* **Consigne**: Extrayez à l'identique les lignes qui vont de celle contenant « [pin] kitchen cabinet -- one per line » jusqu'à la toute dernière ligne, ces deux lignes comprises.

Extraits d'un jeu de données de pointage

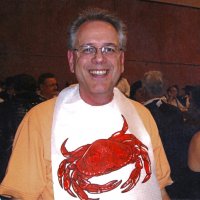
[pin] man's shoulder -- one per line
(45, 108)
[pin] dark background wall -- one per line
(161, 37)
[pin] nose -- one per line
(98, 57)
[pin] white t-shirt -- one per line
(104, 157)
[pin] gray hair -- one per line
(153, 83)
(97, 14)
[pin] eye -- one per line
(109, 49)
(88, 50)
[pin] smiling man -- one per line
(91, 142)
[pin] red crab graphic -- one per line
(101, 157)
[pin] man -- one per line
(48, 86)
(93, 149)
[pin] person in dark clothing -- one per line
(12, 112)
(170, 124)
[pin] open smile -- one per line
(98, 72)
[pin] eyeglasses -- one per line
(89, 50)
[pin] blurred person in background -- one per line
(47, 86)
(137, 92)
(12, 112)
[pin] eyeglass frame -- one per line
(102, 49)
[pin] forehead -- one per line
(97, 32)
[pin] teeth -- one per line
(98, 72)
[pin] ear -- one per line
(70, 56)
(122, 61)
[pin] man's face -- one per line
(98, 73)
(49, 89)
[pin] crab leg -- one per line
(96, 188)
(147, 165)
(134, 177)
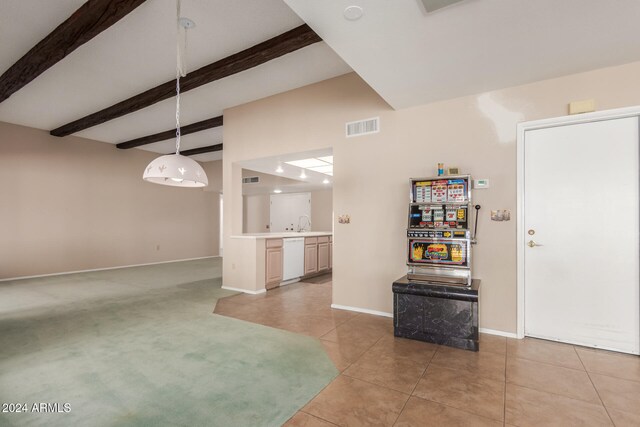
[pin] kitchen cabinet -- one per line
(273, 260)
(310, 255)
(323, 253)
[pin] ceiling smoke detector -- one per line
(353, 13)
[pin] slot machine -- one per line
(439, 230)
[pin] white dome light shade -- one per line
(177, 171)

* **Réponse**:
[pin] kitchen cabinet -- one per line
(273, 260)
(310, 255)
(323, 253)
[pin] ceiling smoke detector -- one per line
(353, 13)
[pin] slot machine -- one per line
(439, 230)
[pin] white dome light shade -- one per line
(177, 171)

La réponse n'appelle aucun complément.